▶ _What is required_
Turn every line of the material below into a JSON list of strings, one string per line, leaving out any blank lines.

[Entries pointing to named objects]

-----

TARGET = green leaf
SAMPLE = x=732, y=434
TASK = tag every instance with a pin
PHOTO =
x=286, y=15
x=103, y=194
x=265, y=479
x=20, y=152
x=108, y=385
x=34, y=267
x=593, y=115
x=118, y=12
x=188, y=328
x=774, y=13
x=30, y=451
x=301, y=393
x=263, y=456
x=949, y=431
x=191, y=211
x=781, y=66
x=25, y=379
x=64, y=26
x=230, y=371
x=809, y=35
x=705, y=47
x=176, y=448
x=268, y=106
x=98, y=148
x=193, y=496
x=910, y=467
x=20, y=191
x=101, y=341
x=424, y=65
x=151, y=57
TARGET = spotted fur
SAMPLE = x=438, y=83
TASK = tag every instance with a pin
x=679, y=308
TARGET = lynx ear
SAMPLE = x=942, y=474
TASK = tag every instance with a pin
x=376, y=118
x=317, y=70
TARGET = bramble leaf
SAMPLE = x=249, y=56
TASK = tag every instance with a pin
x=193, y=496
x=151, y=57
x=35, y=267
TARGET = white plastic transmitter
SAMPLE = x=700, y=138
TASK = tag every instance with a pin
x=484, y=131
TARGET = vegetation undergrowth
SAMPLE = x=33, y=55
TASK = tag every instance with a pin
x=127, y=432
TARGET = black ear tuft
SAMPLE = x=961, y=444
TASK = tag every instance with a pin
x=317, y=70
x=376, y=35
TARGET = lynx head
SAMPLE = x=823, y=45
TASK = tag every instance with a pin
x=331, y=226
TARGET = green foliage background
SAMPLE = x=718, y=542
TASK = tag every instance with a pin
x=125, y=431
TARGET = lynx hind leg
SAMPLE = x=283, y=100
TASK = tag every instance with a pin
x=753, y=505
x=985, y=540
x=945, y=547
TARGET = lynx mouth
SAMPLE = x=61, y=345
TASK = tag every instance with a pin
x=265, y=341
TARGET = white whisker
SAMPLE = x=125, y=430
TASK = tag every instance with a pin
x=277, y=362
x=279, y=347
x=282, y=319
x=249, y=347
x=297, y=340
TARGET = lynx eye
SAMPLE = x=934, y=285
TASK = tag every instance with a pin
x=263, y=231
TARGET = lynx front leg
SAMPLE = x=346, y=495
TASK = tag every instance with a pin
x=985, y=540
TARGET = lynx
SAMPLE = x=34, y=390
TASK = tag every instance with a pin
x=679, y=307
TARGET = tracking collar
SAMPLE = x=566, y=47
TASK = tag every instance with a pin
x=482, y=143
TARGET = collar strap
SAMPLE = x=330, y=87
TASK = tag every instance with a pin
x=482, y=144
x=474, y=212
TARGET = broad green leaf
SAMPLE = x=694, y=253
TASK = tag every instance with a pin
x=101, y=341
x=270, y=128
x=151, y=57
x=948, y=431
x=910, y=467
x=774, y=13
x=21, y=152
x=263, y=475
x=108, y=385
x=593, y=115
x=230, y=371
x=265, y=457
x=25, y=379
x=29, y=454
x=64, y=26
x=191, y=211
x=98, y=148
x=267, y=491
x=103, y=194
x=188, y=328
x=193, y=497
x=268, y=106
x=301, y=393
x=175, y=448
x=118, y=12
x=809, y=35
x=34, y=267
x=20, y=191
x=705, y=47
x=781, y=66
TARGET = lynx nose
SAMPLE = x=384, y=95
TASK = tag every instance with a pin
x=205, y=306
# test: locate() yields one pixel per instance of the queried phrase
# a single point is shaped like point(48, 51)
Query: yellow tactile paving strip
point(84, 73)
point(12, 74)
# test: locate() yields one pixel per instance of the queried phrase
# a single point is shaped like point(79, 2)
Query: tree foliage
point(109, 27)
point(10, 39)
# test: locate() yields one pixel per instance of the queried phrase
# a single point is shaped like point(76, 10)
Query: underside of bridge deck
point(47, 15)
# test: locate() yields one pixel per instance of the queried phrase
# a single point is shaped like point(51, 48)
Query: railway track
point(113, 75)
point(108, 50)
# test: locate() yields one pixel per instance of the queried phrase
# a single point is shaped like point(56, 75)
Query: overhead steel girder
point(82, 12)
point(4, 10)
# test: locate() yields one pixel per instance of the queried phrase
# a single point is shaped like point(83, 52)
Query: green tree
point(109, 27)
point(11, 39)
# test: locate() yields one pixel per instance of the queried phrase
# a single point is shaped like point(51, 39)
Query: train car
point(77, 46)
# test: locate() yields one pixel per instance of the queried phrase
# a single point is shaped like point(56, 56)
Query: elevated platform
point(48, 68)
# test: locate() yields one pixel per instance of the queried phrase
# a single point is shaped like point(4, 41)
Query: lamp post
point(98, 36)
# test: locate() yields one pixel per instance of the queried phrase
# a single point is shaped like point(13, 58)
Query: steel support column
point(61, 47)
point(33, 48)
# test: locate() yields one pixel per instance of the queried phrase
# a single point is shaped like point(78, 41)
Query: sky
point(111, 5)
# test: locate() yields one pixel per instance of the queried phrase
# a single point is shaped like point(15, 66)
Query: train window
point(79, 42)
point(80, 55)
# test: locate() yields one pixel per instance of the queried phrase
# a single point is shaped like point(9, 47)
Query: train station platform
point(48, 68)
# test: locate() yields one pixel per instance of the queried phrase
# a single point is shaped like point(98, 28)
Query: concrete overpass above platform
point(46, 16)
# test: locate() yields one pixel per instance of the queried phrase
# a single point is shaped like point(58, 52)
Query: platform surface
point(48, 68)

-----

▶ _Response to this task_
[
  "TARGET = green leaf",
  "SAMPLE = x=732, y=434",
  "TASK = tag every instance with a pin",
  "PHOTO =",
  "x=286, y=15",
  "x=103, y=194",
  "x=265, y=479",
  "x=20, y=152",
  "x=108, y=385",
  "x=34, y=267",
  "x=593, y=115",
  "x=118, y=12",
  "x=188, y=328",
  "x=774, y=13",
  "x=30, y=451",
  "x=301, y=393",
  "x=263, y=456",
  "x=949, y=431",
  "x=191, y=211",
  "x=781, y=66",
  "x=25, y=379",
  "x=64, y=26",
  "x=230, y=371",
  "x=809, y=35",
  "x=705, y=47",
  "x=176, y=448",
  "x=268, y=106",
  "x=98, y=148",
  "x=193, y=496",
  "x=910, y=467",
  "x=20, y=191",
  "x=101, y=341",
  "x=424, y=65",
  "x=151, y=57",
  "TARGET = spotted fur",
  "SAMPLE = x=438, y=83",
  "TASK = tag every instance with a pin",
  "x=679, y=308",
  "TARGET = lynx ear",
  "SAMPLE = x=942, y=474",
  "TASK = tag every instance with a pin",
  "x=376, y=118",
  "x=317, y=70",
  "TARGET = bramble leaf",
  "SAMPLE = x=249, y=56",
  "TASK = tag every instance with a pin",
  "x=193, y=496",
  "x=151, y=57",
  "x=35, y=267",
  "TARGET = white plastic transmitter",
  "SAMPLE = x=700, y=138",
  "TASK = tag every instance with a pin",
  "x=484, y=131",
  "TARGET = vegetation undergrowth",
  "SAMPLE = x=33, y=55",
  "TASK = tag every instance with a pin",
  "x=127, y=432",
  "TARGET = black ear tuft",
  "SAMPLE = x=961, y=444",
  "TASK = tag every instance with a pin",
  "x=317, y=70",
  "x=376, y=35",
  "TARGET = lynx head",
  "SAMPLE = x=823, y=45",
  "TASK = tag every instance with a pin",
  "x=331, y=226",
  "TARGET = green foliage background",
  "SAMPLE = x=718, y=542",
  "TASK = tag every instance with a pin",
  "x=125, y=431",
  "TARGET = lynx hind leg",
  "SAMPLE = x=283, y=100",
  "TASK = tag every instance with a pin",
  "x=753, y=505",
  "x=985, y=540",
  "x=945, y=547",
  "TARGET = lynx mouth",
  "SAMPLE = x=61, y=345",
  "TASK = tag every instance with a pin",
  "x=265, y=341",
  "TARGET = white whisker",
  "SAMPLE = x=125, y=430",
  "TASK = tag every instance with a pin",
  "x=277, y=362",
  "x=279, y=347",
  "x=282, y=319",
  "x=249, y=347",
  "x=297, y=340",
  "TARGET = lynx eye",
  "SAMPLE = x=934, y=285",
  "TASK = tag every instance with a pin",
  "x=263, y=231",
  "TARGET = lynx front leg",
  "SAMPLE = x=346, y=495",
  "TASK = tag every instance with a pin",
  "x=985, y=540",
  "TARGET = lynx",
  "SAMPLE = x=34, y=390",
  "TASK = tag every instance with a pin",
  "x=679, y=307",
  "TARGET = tracking collar",
  "SAMPLE = x=566, y=47",
  "TASK = tag every instance with a pin",
  "x=482, y=143",
  "TARGET = collar strap",
  "SAMPLE = x=330, y=87",
  "TASK = tag every instance with a pin",
  "x=482, y=144",
  "x=474, y=212",
  "TARGET = broad green leaf",
  "SAMPLE = x=694, y=253",
  "TASK = tag every instance with a pin",
  "x=101, y=341",
  "x=270, y=128",
  "x=151, y=57",
  "x=948, y=431",
  "x=910, y=467",
  "x=774, y=13",
  "x=21, y=152",
  "x=263, y=475",
  "x=108, y=385",
  "x=593, y=115",
  "x=230, y=371",
  "x=265, y=457",
  "x=25, y=379",
  "x=29, y=454",
  "x=64, y=26",
  "x=191, y=211",
  "x=98, y=148",
  "x=267, y=491",
  "x=103, y=194",
  "x=188, y=328",
  "x=193, y=497",
  "x=268, y=106",
  "x=301, y=393",
  "x=175, y=448",
  "x=118, y=12",
  "x=809, y=35",
  "x=34, y=267",
  "x=20, y=191",
  "x=705, y=47",
  "x=781, y=66",
  "TARGET = lynx nose",
  "SAMPLE = x=384, y=95",
  "TASK = tag every instance with a pin",
  "x=205, y=306",
  "# test: locate() yields one pixel per instance of the queried phrase",
  "# a single point is shaped like point(48, 51)",
  "Query: yellow tactile paving strip",
  "point(84, 73)",
  "point(12, 74)",
  "# test: locate() yields one pixel per instance of the queried phrase",
  "# a single point is shaped like point(79, 2)",
  "Query: tree foliage",
  "point(109, 27)",
  "point(10, 39)",
  "# test: locate() yields one pixel per instance of the queried phrase",
  "# a single point is shaped like point(76, 10)",
  "Query: underside of bridge deck",
  "point(47, 15)",
  "# test: locate() yields one pixel per instance of the queried phrase",
  "# a single point is shaped like point(51, 48)",
  "Query: railway track",
  "point(113, 75)",
  "point(108, 50)",
  "# test: locate() yields one pixel per instance of the queried phrase",
  "# a single point is shaped like point(56, 75)",
  "Query: overhead steel girder",
  "point(82, 12)",
  "point(4, 10)",
  "# test: locate() yields one pixel per instance of the queried phrase",
  "# a single point is shaped like point(83, 52)",
  "Query: green tree",
  "point(109, 27)",
  "point(11, 39)",
  "# test: locate() yields one pixel per instance of the queried phrase",
  "# a single point is shaped like point(51, 39)",
  "Query: train car",
  "point(77, 46)",
  "# test: locate() yields one pixel per instance of the queried phrase",
  "# a single point is shaped like point(56, 56)",
  "Query: elevated platform",
  "point(48, 68)",
  "# test: locate() yields one pixel per instance of the queried phrase",
  "# a single point is shaped like point(4, 41)",
  "Query: lamp post",
  "point(98, 36)",
  "# test: locate() yields one pixel per instance of the queried phrase",
  "# a single point is shaped like point(13, 58)",
  "Query: steel support column",
  "point(61, 47)",
  "point(33, 48)",
  "# test: locate() yields one pixel per instance of the queried phrase",
  "# a single point is shaped like point(78, 41)",
  "Query: sky",
  "point(111, 5)",
  "# test: locate() yields one pixel per instance of the queried phrase",
  "# a single point is shaped like point(15, 66)",
  "Query: train window",
  "point(79, 42)",
  "point(80, 55)",
  "# test: locate() yields one pixel per instance of the queried phrase",
  "# a single point is shaped like point(9, 47)",
  "Query: train station platform",
  "point(48, 68)",
  "# test: locate() yields one pixel per instance of the queried phrase",
  "# a single point is shaped like point(98, 28)",
  "Query: concrete overpass above platform",
  "point(46, 16)",
  "# test: locate() yields one pixel per instance of the queried phrase",
  "# a single point is shaped like point(58, 52)",
  "Query: platform surface",
  "point(48, 68)"
]